• _Exercise instructions_
1. From the article on Indian banking debt, print the passage starting with "Indian banks are" and going on through "of Sept. 2019.".
2. In the article on Indian banking debt, turn the paragraph that begins "The RBI committee headed by former ICICI Bank head" into a short list that keeps its main facts.

• _Extract_
RBI report: surge in banking debts could defer India’s monetary recovery from pandemic’s aftermath
Last updated on February 15th, 2023 at 12:35 pm
The Indian economy was already in awful shape, however, the flare-up of the pandemic has dived it further. The Reserve Bank of India’s committee report expressed that the pandemic “has impacted the best of businesses” and organizations that were generally better before the virus outbreak. Experts believe that banks might be more cautious about loan restructuring at this point, as it suffered major losses in the past.
Indian banks are now wrestling with 9.35 trillion rupees ($123 billion) of nonaccrual loans, which was equal to about 9.1% of their total asset toward the end of Sept. 2019.
About 19 sectors that were not under financial stress before the pandemic are currently facing Rs 15.5 lakh crore of debt. Agribusiness is also under Rs 9.8 lakh crore debts, The Hindustan Times reported.
The RBI committee headed by former ICICI Bank head K V Kamath has indicated sector-specific ratios on five significant variables: – the total debt to income earnings before interest, tax, depreciation, and amortization (EBITDA), total outstanding liability to adjusted net value, current ratio, debt service coverage ratio and average debt service coverage ratio to choose whether or not businesses will be qualified for loan restructuring, The Hindustan Times reported.
According to the Nomura report, the expected risk-aversion amid banks to grow despite their adverse experience in reconstructing cycles. However, the banks have become much wiser regarding the restructuring cycle after experiencing a setback last year. A fresh surge in debt could hit credit growth and delay the recovery of India’s economy from the pandemic.

• _Entries shown_
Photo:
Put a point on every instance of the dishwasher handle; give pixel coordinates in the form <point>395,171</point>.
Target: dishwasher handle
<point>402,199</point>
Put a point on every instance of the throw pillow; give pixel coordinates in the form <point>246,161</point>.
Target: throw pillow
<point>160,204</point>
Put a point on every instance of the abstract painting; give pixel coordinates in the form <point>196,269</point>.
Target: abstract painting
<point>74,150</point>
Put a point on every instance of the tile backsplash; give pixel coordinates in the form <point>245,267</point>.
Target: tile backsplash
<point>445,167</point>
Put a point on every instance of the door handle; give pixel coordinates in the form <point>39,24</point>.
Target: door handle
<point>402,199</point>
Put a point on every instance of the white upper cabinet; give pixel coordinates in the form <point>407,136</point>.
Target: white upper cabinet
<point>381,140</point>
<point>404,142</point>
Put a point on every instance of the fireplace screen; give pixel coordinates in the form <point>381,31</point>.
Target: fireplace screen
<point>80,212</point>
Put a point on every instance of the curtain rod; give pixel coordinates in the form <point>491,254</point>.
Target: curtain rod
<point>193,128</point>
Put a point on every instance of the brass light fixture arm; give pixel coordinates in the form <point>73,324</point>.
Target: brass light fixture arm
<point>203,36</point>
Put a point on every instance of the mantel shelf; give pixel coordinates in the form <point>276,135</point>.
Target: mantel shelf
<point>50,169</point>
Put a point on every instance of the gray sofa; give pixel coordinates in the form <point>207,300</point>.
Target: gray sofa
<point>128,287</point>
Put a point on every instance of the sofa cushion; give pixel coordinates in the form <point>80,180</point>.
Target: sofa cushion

• _Task responses_
1.
Indian banks are now wrestling with 9.35 trillion rupees ($123 billion) of nonaccrual loans, which was equal to about 9.1% of their total asset toward the end of Sept. 2019.

2.
- Committee: the RBI committee headed by former ICICI Bank head K V Kamath
- What it did: set sector-specific ratios on five key variables
- The five variables:
  - total debt to EBITDA
  - total outstanding liability to adjusted net value
  - current ratio
  - debt service coverage ratio
  - average debt service coverage ratio
- Purpose: to decide whether businesses qualify for loan restructuring
- Source: The Hindustan Times